WORK TASK
Give back the lines of the records exactly, starting at the first and ending at the one with "Mark the green leaf in this photo.".

Records contained in a dataset:
■ ■ ■ ■ ■ ■ ■

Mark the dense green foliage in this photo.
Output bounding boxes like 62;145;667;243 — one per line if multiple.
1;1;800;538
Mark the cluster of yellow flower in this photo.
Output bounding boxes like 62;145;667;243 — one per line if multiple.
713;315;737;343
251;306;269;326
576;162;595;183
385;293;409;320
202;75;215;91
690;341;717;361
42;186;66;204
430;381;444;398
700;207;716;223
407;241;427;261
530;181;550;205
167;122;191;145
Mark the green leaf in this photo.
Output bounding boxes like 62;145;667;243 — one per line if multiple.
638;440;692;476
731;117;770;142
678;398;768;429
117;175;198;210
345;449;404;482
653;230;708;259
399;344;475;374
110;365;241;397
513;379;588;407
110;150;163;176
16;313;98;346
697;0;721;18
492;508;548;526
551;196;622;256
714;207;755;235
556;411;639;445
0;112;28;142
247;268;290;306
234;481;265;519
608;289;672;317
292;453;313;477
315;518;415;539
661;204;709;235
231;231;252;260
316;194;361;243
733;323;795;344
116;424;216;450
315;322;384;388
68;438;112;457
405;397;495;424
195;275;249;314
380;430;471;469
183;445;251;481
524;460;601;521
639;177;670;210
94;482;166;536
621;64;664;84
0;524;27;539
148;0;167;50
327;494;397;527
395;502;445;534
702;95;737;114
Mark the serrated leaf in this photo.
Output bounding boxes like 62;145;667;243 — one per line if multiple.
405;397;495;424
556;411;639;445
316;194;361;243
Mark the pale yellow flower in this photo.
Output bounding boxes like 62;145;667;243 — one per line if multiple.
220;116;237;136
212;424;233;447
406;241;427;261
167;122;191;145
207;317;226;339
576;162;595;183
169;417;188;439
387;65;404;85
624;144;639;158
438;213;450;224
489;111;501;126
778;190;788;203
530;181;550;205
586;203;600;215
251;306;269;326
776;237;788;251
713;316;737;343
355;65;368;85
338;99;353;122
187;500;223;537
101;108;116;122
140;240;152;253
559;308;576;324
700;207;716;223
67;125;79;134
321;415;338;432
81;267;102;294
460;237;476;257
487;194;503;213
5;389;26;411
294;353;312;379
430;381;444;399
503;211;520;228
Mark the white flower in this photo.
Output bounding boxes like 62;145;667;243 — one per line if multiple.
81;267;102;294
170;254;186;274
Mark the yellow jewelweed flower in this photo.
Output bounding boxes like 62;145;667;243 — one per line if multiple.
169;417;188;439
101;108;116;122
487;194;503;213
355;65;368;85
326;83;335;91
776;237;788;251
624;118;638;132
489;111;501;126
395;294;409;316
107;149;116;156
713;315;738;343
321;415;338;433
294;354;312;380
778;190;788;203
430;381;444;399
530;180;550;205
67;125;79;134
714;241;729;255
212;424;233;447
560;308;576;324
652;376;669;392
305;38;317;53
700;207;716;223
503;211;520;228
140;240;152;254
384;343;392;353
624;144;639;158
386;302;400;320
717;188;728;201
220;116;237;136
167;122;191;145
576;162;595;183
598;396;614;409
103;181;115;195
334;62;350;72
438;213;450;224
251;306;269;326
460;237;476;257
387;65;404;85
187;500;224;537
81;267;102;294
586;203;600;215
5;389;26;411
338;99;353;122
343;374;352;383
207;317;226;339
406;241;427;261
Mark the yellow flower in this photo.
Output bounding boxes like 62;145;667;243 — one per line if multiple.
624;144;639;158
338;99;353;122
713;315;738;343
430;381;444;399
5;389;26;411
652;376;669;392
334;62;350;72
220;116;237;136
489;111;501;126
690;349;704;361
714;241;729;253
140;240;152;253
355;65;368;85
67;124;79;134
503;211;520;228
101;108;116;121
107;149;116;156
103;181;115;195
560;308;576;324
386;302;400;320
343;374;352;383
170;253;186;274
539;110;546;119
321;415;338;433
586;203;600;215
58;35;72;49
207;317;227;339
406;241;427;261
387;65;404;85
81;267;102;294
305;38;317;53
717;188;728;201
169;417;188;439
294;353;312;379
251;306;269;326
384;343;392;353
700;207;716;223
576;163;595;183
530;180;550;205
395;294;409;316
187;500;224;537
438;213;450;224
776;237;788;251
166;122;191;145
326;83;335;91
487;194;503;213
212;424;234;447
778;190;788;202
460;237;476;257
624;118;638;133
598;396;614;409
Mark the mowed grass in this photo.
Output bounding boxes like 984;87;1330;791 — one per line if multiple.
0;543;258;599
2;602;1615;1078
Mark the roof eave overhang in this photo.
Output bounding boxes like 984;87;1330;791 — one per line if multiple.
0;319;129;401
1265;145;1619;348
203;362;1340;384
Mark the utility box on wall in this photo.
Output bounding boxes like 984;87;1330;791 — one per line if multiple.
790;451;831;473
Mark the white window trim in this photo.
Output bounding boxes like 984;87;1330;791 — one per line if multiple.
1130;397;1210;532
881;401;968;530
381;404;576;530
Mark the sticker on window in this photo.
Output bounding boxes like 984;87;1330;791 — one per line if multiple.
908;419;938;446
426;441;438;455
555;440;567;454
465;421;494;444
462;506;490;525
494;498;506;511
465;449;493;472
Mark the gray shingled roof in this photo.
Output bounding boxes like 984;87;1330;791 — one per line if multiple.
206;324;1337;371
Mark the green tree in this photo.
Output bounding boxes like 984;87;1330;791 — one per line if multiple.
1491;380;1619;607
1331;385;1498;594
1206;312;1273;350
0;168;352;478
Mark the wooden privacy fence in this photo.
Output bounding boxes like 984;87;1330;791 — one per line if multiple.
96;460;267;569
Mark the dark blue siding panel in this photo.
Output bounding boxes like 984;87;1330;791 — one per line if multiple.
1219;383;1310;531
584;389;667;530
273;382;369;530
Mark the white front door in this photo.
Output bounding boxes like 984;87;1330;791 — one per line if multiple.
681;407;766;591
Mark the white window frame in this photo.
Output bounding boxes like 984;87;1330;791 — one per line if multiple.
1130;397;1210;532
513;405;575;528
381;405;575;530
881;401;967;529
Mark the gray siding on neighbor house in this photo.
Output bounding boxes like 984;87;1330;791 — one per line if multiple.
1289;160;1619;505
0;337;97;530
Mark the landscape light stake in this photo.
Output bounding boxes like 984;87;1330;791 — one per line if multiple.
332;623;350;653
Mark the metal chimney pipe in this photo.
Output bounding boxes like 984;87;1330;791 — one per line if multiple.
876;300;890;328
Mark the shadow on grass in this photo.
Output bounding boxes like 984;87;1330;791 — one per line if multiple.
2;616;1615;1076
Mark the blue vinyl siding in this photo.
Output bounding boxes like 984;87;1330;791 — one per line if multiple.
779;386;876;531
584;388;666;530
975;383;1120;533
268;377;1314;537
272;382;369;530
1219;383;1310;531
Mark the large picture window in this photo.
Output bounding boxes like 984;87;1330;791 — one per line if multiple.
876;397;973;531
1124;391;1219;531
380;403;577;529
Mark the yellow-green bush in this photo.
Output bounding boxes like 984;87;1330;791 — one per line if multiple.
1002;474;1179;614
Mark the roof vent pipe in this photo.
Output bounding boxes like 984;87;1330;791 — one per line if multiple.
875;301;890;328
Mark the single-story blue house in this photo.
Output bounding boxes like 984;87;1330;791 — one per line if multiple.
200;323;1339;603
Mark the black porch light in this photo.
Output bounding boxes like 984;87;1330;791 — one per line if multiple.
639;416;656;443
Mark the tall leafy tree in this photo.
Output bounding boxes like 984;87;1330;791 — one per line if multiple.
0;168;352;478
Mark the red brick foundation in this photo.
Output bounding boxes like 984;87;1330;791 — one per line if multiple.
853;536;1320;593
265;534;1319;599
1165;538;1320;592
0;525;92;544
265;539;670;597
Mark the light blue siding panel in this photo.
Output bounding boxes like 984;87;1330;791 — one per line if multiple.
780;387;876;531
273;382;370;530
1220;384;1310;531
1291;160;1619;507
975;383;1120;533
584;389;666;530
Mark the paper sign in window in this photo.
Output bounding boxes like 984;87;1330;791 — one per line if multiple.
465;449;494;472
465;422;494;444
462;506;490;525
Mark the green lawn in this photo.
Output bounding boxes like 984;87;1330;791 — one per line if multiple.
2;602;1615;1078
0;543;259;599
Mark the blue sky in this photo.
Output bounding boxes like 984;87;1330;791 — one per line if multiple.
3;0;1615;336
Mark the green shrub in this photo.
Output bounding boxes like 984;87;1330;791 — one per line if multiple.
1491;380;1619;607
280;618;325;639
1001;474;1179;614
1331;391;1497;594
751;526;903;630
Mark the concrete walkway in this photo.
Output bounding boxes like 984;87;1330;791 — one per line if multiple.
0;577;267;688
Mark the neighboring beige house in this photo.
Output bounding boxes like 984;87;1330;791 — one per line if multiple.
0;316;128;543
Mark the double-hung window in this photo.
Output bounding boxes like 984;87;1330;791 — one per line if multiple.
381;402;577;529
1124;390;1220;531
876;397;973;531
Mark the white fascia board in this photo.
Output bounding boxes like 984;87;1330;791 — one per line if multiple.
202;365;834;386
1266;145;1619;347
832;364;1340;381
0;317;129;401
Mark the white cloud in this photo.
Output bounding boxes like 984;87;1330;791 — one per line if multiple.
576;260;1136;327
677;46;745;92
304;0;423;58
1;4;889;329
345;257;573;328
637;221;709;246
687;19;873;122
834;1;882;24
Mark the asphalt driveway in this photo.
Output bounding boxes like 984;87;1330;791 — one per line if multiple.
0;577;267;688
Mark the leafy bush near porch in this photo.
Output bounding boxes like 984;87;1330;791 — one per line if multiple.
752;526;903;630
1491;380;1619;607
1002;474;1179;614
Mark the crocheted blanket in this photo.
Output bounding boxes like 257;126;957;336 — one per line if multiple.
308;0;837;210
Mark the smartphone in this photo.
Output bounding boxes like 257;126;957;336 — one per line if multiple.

■ ■ ■ ■ ■ ■ ■

EXERCISE RESULT
Mark the dense green foliage in this photo.
Output bounding boxes like 62;145;667;243 — one per line if multiple.
1;1;800;538
Mark the cluster of yellow flower in this photo.
Output bounding boxes like 62;145;667;243 — one per line if multiple.
713;315;737;343
251;306;269;326
576;162;595;183
385;293;409;320
202;75;215;91
690;341;717;361
42;186;66;204
430;381;444;398
700;207;716;223
407;241;427;261
530;181;550;205
167;122;191;145
Mark the green leaf in this photo.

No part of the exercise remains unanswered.